┏━━

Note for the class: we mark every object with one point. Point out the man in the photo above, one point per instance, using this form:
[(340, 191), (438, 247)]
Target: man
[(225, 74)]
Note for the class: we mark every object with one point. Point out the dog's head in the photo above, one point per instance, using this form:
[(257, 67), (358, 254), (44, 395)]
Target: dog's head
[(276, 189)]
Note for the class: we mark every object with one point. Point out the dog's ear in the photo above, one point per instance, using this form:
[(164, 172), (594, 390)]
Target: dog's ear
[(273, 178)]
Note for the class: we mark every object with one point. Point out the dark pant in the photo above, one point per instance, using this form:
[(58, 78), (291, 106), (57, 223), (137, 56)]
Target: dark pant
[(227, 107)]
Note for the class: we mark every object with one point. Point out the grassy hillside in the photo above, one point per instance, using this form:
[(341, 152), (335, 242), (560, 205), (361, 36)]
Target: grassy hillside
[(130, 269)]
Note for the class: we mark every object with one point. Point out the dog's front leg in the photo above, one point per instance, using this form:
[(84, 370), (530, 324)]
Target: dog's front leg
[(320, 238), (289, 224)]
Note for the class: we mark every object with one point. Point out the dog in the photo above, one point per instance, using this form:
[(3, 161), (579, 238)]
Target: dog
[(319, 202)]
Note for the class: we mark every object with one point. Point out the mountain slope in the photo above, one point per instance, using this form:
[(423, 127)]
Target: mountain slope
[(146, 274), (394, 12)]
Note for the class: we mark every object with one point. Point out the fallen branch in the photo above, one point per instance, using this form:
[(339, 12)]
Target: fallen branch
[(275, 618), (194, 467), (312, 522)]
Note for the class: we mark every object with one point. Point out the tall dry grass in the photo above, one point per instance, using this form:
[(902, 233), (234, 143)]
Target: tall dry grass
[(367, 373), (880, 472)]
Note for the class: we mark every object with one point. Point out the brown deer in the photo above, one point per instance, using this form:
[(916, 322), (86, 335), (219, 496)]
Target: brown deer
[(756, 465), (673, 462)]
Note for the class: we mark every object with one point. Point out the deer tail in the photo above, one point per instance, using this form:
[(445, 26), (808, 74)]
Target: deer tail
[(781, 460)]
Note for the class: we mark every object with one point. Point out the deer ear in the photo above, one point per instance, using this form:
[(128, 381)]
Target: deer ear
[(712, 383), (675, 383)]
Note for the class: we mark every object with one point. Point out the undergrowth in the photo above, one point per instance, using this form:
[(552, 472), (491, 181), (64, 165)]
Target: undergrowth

┗━━

WHAT YOU HAVE TO DO: Can you rewrite the part of the records above that opens with their first line and closes with the line containing "[(273, 178)]", both ends included? Keep every line, but multiply each coordinate in the answers by 1.1 and round it to a whole number, rounding halves up, leaving every other number unchanged.

THE ANSWER:
Note for the class: we mark every object with one point. Point out the man in the photo above, one point per instance, using this form:
[(340, 191), (438, 247)]
Target: man
[(248, 81)]
Note for the class: we mark every object with one point. Point out the dog's head in the photo above, one point per instance, using this form:
[(257, 67), (358, 254), (44, 395)]
Target: dog's head
[(304, 208)]
Note for the class: we mark every object with one point. Point out the dog's ear in the photo above, one point per instance, using this form:
[(164, 172), (594, 390)]
Target: dog's ear
[(300, 196)]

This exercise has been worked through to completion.